## CONSIGNE A
Mettez à jour la liste : dans la partie qui commence à la ligne contenant « Target: pink triangular flag » et se termine à la ligne contenant « [[[251,70],[242,71],[241,74],[245,80],[251,79]]] », remplacez « simplified » par « smoothed ». Redonnez ces lignes sans rien changer d'autre.

## TEXTE SOURCE
« L’Amour est un mot de lumière écrite d’une lumière sur une page de lumière ».
Khalil Gilbran
Année 1840. Les Prairies. Altitude zéro. Les caravaniers s’arrêtaient pour un campement sur la vieille piste espagnole qui leur permettait depuis le Nouveau Mexique de rejoindre la Californie.
Année 1905. Le chemin de fer est construit en plein désert. Les prairies vont devenir Las Vegas.
Année 2000. Autrement dit, un siècle plus tard. Que sont devenus les caravaniers? Sous quels cieux se sont envolés les feux de camp des pionniers? Où sont passés les silences de la nuit où l’on pouvait sans doute percevoir ces mille bruits seuls perceptibles au cœur des grands déserts? Qu’est devenu le premier néon posé en 1934?

## Formes étiquetées

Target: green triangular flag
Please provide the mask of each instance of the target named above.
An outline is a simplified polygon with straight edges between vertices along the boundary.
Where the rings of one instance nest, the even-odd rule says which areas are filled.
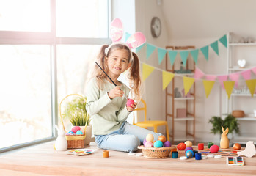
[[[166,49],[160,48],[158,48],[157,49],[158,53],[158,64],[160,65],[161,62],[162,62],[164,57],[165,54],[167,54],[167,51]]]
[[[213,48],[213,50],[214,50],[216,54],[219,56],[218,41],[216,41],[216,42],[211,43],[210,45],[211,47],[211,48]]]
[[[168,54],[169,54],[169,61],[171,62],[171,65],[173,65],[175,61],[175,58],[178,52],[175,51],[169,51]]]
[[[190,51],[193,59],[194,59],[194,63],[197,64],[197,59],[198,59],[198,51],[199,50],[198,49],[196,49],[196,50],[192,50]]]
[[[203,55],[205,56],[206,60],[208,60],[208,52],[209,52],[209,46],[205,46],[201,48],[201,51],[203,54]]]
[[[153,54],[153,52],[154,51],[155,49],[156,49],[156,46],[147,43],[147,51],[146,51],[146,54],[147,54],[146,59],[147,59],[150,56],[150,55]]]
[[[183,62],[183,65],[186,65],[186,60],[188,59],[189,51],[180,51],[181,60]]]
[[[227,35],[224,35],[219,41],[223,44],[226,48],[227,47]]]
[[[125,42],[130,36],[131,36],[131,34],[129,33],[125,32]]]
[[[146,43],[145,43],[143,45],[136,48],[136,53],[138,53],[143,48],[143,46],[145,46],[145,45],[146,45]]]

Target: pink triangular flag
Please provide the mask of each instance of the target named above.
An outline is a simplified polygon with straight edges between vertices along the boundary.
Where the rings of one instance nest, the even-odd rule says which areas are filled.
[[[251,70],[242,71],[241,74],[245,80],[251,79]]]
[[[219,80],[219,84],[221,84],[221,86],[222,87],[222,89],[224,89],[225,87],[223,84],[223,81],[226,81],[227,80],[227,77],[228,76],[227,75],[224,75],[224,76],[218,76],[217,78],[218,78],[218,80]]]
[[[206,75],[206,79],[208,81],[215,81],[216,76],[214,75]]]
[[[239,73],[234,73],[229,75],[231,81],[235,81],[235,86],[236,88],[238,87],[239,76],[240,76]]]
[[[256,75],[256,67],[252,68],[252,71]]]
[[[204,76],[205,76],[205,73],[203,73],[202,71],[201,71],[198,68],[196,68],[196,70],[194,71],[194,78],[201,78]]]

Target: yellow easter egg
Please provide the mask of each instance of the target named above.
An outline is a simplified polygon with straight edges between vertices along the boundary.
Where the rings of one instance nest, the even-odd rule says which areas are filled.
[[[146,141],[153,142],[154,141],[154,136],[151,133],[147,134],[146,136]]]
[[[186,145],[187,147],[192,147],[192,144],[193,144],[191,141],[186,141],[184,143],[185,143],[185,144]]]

## CONSIGNE B
Répondez à ces questions à partir du texte sur Las Vegas.
(i) En quelle année le chemin de fer est-il construit en plein désert ?
(ii) D'où les caravaniers partaient-ils pour rejoindre la Californie par la vieille piste espagnole ?
(iii) En quelle année le premier néon a-t-il été posé ?

## RÉPONSE A
Target: pink triangular flag
Please provide the mask of each instance of the target named above.
An outline is a smoothed polygon with straight edges between vertices along the boundary.
Where the rings of one instance nest, the even-odd rule says which areas are filled.
[[[251,70],[242,71],[241,74],[245,80],[251,79]]]

## RÉPONSE B
(i) En 1905.
(ii) Du Nouveau Mexique.
(iii) En 1934.